=== PROBLEM TO SOLVE ===
Repeat every line of the entries below without changing a single character.
** START OF SOURCE DATA **
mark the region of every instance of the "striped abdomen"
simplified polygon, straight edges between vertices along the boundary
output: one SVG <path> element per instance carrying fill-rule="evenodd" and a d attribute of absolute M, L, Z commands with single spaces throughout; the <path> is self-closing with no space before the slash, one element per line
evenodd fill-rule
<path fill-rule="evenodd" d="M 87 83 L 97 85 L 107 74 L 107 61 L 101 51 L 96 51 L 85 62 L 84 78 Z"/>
** END OF SOURCE DATA **
=== RESPONSE FOR THIS EXERCISE ===
mark the region of every instance of the "striped abdomen"
simplified polygon, straight edges between vertices along the boundary
output: one SVG <path> element per instance carrying fill-rule="evenodd" and a d attribute of absolute M, L, Z commands with single spaces throughout; the <path> is self-closing with no space before the slash, one element per line
evenodd fill-rule
<path fill-rule="evenodd" d="M 87 83 L 97 85 L 107 74 L 107 61 L 101 51 L 96 51 L 85 62 L 84 78 Z"/>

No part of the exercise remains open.